- OBJECTIVE
Could you reproduce the stretch of the records from the line containing "of the grammy" through the line containing "x=167 y=218", with "locator" swapped for "detector" and every other detail left as it is? Return only that stretch.

- INFORMATION SUPPLIED
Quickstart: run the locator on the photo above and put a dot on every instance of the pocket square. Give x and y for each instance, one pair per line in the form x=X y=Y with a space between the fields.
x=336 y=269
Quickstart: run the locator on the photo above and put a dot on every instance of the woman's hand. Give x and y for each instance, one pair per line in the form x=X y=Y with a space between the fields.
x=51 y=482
* * *
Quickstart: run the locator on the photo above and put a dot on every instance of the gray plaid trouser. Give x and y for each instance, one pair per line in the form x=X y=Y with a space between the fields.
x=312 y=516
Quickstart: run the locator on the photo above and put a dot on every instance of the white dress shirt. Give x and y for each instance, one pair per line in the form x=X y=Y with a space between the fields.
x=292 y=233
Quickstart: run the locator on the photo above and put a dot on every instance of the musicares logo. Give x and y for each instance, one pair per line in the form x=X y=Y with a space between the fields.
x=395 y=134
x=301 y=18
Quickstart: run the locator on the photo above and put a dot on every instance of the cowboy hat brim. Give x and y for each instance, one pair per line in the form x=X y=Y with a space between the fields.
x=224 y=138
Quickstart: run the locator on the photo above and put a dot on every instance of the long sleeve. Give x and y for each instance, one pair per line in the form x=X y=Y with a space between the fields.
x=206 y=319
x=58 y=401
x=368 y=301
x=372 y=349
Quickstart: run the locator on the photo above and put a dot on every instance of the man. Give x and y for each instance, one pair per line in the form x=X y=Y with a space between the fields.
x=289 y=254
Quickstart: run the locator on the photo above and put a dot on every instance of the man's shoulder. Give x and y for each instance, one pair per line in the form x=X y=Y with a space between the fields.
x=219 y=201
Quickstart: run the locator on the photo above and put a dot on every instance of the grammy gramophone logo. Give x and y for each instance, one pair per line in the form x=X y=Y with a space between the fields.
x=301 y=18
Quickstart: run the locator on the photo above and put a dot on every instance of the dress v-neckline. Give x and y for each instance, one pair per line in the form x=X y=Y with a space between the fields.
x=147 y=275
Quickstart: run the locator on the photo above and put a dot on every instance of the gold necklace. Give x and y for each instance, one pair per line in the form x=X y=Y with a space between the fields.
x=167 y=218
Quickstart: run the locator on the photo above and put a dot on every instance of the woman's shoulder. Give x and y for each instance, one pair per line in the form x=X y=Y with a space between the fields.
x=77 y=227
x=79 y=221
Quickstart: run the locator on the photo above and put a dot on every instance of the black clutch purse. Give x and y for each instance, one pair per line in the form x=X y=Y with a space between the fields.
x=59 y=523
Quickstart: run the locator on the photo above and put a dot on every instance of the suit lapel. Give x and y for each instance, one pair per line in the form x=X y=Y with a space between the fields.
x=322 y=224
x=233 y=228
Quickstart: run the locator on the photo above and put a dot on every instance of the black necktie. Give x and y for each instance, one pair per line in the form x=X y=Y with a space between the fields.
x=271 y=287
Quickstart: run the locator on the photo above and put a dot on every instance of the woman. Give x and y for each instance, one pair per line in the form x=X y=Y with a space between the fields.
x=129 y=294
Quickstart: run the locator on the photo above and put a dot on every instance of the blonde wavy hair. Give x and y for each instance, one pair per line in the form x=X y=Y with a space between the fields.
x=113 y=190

- EXERCISE SOLUTION
Quickstart: run the detector on the photo above and put a dot on every instance of the grammy gramophone logo. Give x and y for each instance, one pair per line in the form x=X y=Y with a space between the fields.
x=301 y=18
Quickstart: run the detector on the photo above and put a dot on every instance of the dress v-neckline. Give x and y for each instance, one pair per line in the form x=X y=Y with a space between the fields.
x=147 y=275
Quickstart: run the detector on the photo above and put a dot on every instance of the gold necklace. Give x and y for each instance, one pair per line in the form x=X y=Y with a space between the fields.
x=167 y=218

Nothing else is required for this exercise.